- [LISTED RECORDS]:
= = = = =

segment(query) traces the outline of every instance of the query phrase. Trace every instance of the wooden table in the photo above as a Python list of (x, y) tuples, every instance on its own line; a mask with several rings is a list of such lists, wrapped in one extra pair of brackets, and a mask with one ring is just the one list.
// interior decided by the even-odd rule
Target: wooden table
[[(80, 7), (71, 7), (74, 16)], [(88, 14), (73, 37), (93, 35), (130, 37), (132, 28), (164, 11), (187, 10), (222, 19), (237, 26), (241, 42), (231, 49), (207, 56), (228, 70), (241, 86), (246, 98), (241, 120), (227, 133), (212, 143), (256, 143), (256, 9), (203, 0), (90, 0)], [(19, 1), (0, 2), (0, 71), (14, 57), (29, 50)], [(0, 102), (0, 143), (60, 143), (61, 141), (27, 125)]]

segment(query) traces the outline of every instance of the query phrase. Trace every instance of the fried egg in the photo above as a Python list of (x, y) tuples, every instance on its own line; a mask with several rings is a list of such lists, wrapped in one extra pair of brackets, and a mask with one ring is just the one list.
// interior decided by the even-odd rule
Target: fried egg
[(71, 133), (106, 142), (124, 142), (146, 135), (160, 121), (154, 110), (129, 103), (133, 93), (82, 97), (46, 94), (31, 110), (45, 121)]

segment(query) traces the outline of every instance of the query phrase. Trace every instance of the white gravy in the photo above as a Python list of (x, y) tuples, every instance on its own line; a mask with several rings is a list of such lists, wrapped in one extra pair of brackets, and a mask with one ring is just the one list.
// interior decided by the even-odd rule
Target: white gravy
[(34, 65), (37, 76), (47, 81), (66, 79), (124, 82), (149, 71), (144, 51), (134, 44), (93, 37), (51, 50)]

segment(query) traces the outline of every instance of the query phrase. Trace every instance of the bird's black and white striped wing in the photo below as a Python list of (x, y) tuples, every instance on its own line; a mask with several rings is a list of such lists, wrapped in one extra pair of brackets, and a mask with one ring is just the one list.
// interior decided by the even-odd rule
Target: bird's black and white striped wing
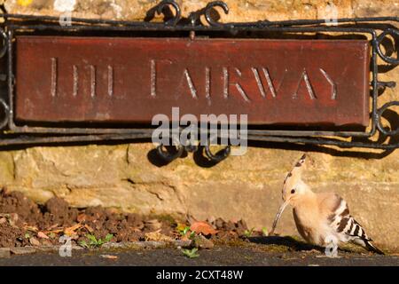
[(367, 236), (362, 225), (349, 214), (347, 202), (336, 195), (336, 208), (328, 217), (330, 225), (340, 235), (340, 241), (354, 241), (369, 250), (383, 254), (381, 250), (372, 244), (372, 240)]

= = = = =

Reproduce every entry above verbatim, from the first line through the last, omitting only the pictures.

segment(query) traces the outline of every instance of the query phrase. Trace every instance of the wooden table in the photo above as a Python list of (x, y) tuples, every instance on its own line; a mask with several rings is a list of such lists, wrapped in one extra pair of brackets, and a mask with one ring is just the one list.
// interior decided by the even-odd rule
Target: wooden table
[[(80, 7), (71, 7), (74, 16)], [(88, 14), (73, 37), (93, 35), (130, 37), (132, 28), (164, 11), (187, 10), (222, 19), (237, 26), (241, 42), (231, 49), (207, 56), (228, 70), (241, 86), (246, 98), (241, 120), (227, 133), (212, 143), (256, 143), (256, 9), (203, 0), (90, 0)], [(19, 1), (0, 2), (0, 71), (14, 57), (29, 50)], [(0, 102), (0, 143), (60, 143), (61, 141), (27, 125)]]

segment(query) traces the outline of every instance of the query phrase. Trace every instance of the fried egg in the photo above as a Python list of (x, y) tuples, every instance on its own line; a mask with several rings is a list of such lists, wrapped in one extra pair of brackets, and a mask with one ring is just the one list.
// interior decided by the even-odd rule
Target: fried egg
[(71, 133), (106, 142), (124, 142), (146, 135), (160, 121), (154, 110), (129, 103), (133, 93), (82, 97), (46, 94), (31, 110), (45, 121)]

segment(query) traces the outline of every instance of the query phrase. Trace every instance of the white gravy in the photo above as a Python list of (x, y) tuples, every instance on its own line; a mask with several rings is a list of such lists, wrapped in one extra pair of brackets, and a mask with one ring is just the one list.
// interior decided by the even-odd rule
Target: white gravy
[(34, 65), (37, 76), (47, 81), (66, 79), (124, 82), (149, 71), (144, 51), (134, 44), (93, 37), (51, 50)]

segment(query) traces the outline of every instance of the query phrase. Trace every instance of the bird's black and white striped wing in the photo below as a Python list of (x, y) tuples, every instance on its own line; a mask with several rings is a list of such lists, wrapped in one extra pair of brackets, and a mask with one ring is just the one list.
// interior decided by the even-odd rule
Target: bird's black and white striped wing
[(367, 236), (362, 225), (349, 214), (347, 202), (336, 195), (336, 208), (328, 217), (330, 225), (340, 235), (340, 241), (354, 241), (369, 250), (383, 254), (381, 250), (372, 244), (372, 240)]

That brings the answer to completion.